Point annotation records
--- begin ---
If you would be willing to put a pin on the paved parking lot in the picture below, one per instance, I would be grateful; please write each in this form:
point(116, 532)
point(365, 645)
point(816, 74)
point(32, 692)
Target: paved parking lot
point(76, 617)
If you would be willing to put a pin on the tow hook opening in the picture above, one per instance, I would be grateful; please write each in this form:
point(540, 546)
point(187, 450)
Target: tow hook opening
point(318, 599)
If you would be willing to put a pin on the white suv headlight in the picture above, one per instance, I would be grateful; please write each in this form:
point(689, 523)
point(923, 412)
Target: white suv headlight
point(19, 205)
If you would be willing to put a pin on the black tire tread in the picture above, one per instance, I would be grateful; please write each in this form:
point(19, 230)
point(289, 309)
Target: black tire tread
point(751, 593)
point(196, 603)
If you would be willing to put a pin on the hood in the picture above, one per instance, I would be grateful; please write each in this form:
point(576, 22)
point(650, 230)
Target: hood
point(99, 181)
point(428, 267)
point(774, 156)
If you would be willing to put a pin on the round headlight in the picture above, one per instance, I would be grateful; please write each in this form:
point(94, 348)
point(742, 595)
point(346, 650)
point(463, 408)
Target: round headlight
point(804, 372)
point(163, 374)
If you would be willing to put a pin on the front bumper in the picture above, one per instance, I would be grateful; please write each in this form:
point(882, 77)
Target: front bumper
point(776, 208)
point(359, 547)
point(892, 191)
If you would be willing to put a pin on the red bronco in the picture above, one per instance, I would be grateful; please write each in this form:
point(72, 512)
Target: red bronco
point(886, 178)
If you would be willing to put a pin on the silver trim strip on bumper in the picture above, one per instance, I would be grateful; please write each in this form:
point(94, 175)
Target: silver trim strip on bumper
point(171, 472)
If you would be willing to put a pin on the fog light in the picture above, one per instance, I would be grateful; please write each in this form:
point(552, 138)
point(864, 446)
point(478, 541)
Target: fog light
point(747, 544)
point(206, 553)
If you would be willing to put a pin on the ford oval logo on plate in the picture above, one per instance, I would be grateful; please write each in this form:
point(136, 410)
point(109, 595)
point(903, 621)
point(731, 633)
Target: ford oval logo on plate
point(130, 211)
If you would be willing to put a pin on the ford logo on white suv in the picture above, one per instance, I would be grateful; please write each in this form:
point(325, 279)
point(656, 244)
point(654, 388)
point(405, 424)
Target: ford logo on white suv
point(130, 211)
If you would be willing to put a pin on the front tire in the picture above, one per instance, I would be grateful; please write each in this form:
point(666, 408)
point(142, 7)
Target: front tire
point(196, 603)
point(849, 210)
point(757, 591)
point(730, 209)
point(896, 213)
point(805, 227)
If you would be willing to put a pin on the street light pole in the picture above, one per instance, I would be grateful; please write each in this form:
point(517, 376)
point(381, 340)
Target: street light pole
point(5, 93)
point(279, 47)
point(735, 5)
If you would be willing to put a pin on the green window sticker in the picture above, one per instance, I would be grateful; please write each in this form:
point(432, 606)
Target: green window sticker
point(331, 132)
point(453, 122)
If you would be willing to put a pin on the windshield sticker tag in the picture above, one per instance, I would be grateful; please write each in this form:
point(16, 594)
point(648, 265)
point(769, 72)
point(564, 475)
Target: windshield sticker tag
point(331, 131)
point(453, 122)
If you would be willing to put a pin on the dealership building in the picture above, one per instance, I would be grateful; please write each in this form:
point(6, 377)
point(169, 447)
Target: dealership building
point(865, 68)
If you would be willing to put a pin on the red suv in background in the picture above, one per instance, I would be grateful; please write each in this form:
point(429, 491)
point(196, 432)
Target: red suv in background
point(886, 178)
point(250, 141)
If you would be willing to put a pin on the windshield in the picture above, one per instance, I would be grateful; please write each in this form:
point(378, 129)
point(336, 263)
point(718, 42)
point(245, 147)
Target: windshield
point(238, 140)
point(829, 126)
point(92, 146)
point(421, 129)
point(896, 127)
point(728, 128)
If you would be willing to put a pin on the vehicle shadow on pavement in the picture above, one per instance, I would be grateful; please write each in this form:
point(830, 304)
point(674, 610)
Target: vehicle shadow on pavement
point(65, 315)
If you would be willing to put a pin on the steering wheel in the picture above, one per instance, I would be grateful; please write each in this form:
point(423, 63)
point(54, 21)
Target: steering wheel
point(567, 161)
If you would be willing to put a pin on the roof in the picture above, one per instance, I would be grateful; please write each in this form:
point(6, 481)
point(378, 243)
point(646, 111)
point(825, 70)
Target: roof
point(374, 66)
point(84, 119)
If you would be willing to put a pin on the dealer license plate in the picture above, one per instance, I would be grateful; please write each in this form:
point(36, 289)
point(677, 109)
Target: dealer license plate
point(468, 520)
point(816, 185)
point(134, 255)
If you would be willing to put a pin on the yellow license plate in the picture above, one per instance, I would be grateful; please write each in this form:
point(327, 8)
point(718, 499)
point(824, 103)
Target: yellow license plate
--- end ---
What to produce: Replace "put a pin on" with "place a marker on" everywhere it occurs in the entries above, and leave every other word unchanged.

Task response:
If you would be willing to place a marker on the paved parking lot in the picture below, one per instance, I would be grateful; please write each in this form:
point(116, 532)
point(365, 645)
point(816, 74)
point(32, 692)
Target: paved parking lot
point(76, 617)
If you would be willing to place a marker on the tow hook opening in the picture above, one per instance, I would be grateful; please write each in this form:
point(540, 546)
point(187, 450)
Target: tow hook opening
point(318, 599)
If you would be willing to place a marker on the white suv headlight in the picture above, one per instance, I would be grateful; please write each in this form:
point(689, 523)
point(923, 412)
Target: white suv headlight
point(19, 205)
If you would be willing to place a marker on the black tire tread in the picture above, one per instance, I would be grateful; please write each in this form:
point(19, 230)
point(289, 309)
Target: black tire tread
point(751, 593)
point(196, 603)
If you would be willing to place a marker on the hood in the picture above, one per instance, I would be grateful; please write each in this form:
point(576, 22)
point(650, 230)
Target: hood
point(99, 181)
point(428, 267)
point(774, 156)
If you would be willing to place a marker on the round headlight in the picture above, one per instance, I would be grateful; please write each in this form:
point(94, 348)
point(742, 595)
point(346, 650)
point(463, 408)
Target: round headlight
point(804, 372)
point(163, 374)
If you would be willing to place a marker on the front bumper in the picture above, one per instance, I would be grateful; please write each in this form:
point(882, 77)
Target: front bumper
point(776, 208)
point(359, 547)
point(892, 191)
If you would be willing to place a marker on the red bronco in the picture above, one per instance, I would be grateful; please write each in this form:
point(72, 512)
Target: red bronco
point(886, 178)
If you would be willing to place a marker on the silver trim strip on bumper in the picture above, one per instance, I would be grateful; please write each in this form:
point(94, 175)
Target: silver trim strip on bumper
point(171, 472)
If you would be willing to place a marker on the fog light in the picture above, one per instance, I would be grateful; please write each in this form:
point(552, 138)
point(864, 446)
point(478, 541)
Target: fog light
point(747, 544)
point(206, 553)
If you would be willing to place a marker on the ford oval logo on plate in the picture above, one per instance, I would be grateful; please write each in this form:
point(136, 410)
point(109, 595)
point(903, 621)
point(731, 633)
Target: ford oval logo on plate
point(130, 211)
If you would be willing to place a marker on the ford logo on white suv in the picture above, one per instance, I would be grateful; please write each in this form:
point(325, 279)
point(656, 244)
point(654, 388)
point(405, 424)
Target: ford logo on white suv
point(130, 211)
If you would be willing to place a marker on the front tire in the picture above, one per instance, I would be grateful; please write each in this form:
point(666, 408)
point(142, 7)
Target: front tire
point(196, 603)
point(849, 210)
point(757, 591)
point(730, 209)
point(896, 213)
point(805, 227)
If you would be willing to place a marker on the street light pole in the picture above, one per instance, I would be grateful; please write each in this form:
point(517, 376)
point(381, 340)
Target: street light pole
point(5, 93)
point(279, 47)
point(735, 5)
If you would be willing to place a marker on the green window sticker in the picture above, one per instance, I would be grateful; please write each in this form:
point(432, 606)
Target: green window sticker
point(331, 132)
point(453, 122)
If you would be willing to place a marker on the windshield sticker tag in the picture above, one per instance, I would be grateful; please write each in this form:
point(16, 594)
point(648, 265)
point(769, 72)
point(564, 475)
Target: windshield sticker tag
point(331, 131)
point(453, 122)
If you would be willing to place a marker on the dealership building in the picture above, one per instance, I would be grateful; please write each in this form:
point(6, 377)
point(169, 447)
Target: dealership building
point(865, 68)
If you would be willing to place a marker on the red suv in background in the picture above, one per instance, I would be grateful; please write each in this form:
point(429, 491)
point(196, 432)
Target: red suv in background
point(886, 178)
point(250, 141)
If you would be willing to place a marker on the windshield in the picture above, one per instance, I would be grateful; please write each in this form:
point(378, 129)
point(336, 263)
point(718, 42)
point(245, 147)
Target: windshield
point(238, 140)
point(829, 126)
point(92, 146)
point(421, 129)
point(896, 127)
point(728, 128)
If you would be willing to place a marker on the vehicle shadow on pavement in the picture above, one per instance, I would be grateful; please write each in this form:
point(830, 304)
point(674, 610)
Target: vehicle shadow on pavement
point(65, 315)
If you would be willing to place a marker on the steering wheel in the picture above, one per instance, I would be grateful; please write each in this form:
point(423, 63)
point(54, 21)
Target: steering wheel
point(567, 161)
If you would be willing to place a marker on the roof in the picture above, one per instance, I would be grateful; please write each in this form:
point(6, 481)
point(378, 243)
point(646, 111)
point(825, 70)
Target: roof
point(374, 66)
point(84, 119)
If you would be willing to place a marker on the dealer license plate in the picture above, one per instance, I would be grateful; please write each in this form:
point(36, 289)
point(677, 109)
Target: dealer license plate
point(468, 520)
point(816, 185)
point(134, 255)
If you would be willing to place a marker on the yellow license plate in the picture above, one per instance, I would be grateful; please write each in this form:
point(327, 8)
point(718, 499)
point(824, 103)
Target: yellow license plate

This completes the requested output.